DESCRIPTION OF THE TASK>
Could you turn the paragraph of the scholars program announcement that begins "As part of the Osher Collaborative" into a short bulleted list that keeps its main facts?

SELECTED EXCERPT>
_ _ _ _ _

Leading UCSF Faculty and Practitioners Incorporate Integrative Modalities through Training in the Integrative Medicine Scholars Program

Anand Dhruva, MD, UCSF Osher Center Director of Education, with learners.
July 16, 2020

As we look for solutions to new and old pressing problems, how can integrative medicine reach more people who need it? How can we empower current leaders with integrative medicine tools? The Osher Center is proud to introduce our five incoming Integrative Medicine Scholars—all established physicians in other medical specialties—who will be joining together for a yearlong training program that coincides with the continuation of their practice. This program meets the need for accessible training in integrative medicine for established UCSF faculty and practitioners looking to incorporate integrative medicine into their clinical practice, research, and teaching. Osher Center Director of Education, Anand Dhruva, MD, explains that while most integrative medicine training is geared towards people earlier in their career, the “scholars program takes people already established and highly productive and allows them to shift their attention to integrative medicine.”  

Incoming Integrative Medicine Scholars: 

  • Shannon Fogh, MD; Radiation Cancer Specialist, Department of Radiation Oncology, UCSF 
  • Meghan Jobson, MD, PhD; Palliative Medicine Fellow, Department of Medicine, UCSF 
  • Natalie Marshall, MD; Medical Director, UCSF – John Muir Health Cancer Center in Berkeley 
  • Kavita Mishra, MD, MPH; Associate Professor, Department of Radiation Oncology, UCSF 
  • Juliet Morgan, MD; Chief Resident for Education, Psychiatry, UCSF Weill Institute for Neurosciences, Department for Psychiatry and Behavioral Sciences, UCSF 

As part of the Osher Collaborative for Integrative Medicine, our scholars will be training alongside five Northwestern University faculty members. The jointly developed curriculum draws on extensive expertise across the Collaborative and is designed to be adapted to the needs of learners at different levels. In addition to the weekly seminars, scholars participate in clinical observation and case discussions with Osher Center faculty and complete an independent scholarly project.

_ _ _ _ _

Items listed in a dataset:
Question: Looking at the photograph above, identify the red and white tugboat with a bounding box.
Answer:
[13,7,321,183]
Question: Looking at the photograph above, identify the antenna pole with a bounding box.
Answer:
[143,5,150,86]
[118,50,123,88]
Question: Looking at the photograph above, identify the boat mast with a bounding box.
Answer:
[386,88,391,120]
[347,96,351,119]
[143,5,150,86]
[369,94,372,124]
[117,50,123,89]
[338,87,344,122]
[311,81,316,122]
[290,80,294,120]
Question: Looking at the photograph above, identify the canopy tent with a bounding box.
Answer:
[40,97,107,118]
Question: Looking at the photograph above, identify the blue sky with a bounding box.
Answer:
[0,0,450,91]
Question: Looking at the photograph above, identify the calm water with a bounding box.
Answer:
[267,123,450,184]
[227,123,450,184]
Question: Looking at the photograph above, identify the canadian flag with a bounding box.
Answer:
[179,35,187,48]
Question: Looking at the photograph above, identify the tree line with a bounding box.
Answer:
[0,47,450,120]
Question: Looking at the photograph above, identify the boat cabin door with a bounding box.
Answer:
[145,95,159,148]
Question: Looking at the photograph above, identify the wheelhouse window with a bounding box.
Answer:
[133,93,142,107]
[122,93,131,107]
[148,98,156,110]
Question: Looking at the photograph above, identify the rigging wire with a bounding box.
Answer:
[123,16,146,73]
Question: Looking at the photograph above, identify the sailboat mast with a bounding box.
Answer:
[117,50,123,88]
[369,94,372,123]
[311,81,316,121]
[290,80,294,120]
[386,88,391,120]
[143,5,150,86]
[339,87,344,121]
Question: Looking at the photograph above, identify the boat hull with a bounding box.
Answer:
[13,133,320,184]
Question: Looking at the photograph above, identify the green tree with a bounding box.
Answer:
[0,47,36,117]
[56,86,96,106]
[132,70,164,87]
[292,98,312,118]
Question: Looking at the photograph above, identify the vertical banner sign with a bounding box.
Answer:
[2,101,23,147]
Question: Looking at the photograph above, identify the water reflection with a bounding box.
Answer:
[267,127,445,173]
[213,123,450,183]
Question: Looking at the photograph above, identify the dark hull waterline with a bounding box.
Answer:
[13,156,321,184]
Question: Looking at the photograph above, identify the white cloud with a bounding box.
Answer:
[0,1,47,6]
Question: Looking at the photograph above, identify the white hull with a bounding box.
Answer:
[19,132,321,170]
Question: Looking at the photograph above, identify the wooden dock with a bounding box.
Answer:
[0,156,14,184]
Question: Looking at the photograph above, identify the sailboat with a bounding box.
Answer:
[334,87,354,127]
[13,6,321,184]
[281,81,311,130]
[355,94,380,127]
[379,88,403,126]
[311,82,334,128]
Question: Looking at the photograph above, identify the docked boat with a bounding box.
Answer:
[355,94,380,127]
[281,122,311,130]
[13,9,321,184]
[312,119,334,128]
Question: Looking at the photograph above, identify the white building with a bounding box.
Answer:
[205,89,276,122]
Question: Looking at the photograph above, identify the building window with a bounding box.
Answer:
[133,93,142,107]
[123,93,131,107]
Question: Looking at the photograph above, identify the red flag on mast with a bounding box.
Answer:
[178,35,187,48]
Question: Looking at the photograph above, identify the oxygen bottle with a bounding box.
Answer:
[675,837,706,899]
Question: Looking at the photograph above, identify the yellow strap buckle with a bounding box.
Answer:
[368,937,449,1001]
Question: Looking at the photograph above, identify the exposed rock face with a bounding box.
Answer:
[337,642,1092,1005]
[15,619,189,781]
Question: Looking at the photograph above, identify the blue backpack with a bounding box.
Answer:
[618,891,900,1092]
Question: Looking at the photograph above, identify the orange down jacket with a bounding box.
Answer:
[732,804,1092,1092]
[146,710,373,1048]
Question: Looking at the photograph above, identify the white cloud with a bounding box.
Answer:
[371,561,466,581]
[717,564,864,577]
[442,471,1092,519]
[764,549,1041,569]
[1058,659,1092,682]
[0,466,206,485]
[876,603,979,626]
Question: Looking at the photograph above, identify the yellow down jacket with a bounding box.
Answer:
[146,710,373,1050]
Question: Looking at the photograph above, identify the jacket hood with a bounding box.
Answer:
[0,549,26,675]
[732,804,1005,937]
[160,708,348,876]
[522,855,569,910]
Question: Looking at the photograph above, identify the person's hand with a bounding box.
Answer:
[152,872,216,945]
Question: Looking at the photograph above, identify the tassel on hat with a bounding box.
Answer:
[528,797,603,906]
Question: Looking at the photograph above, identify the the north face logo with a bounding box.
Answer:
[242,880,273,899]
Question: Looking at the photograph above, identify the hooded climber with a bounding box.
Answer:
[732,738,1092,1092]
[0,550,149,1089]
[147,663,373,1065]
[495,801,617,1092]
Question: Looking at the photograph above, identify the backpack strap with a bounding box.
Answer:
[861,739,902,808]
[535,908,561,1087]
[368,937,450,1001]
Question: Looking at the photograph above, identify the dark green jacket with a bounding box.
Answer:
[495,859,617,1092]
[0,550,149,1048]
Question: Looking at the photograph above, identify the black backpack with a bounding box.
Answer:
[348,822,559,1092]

_ _ _ _ _

WORKED SOLUTION>
- Through the Osher Collaborative for Integrative Medicine, the scholars train alongside five Northwestern University faculty members.
- The curriculum was developed jointly and draws on expertise across the Collaborative. It is designed to adapt to learners at different levels.
- Along with weekly seminars, scholars take part in clinical observation and case discussions with Osher Center faculty.
- Each scholar completes an independent scholarly project.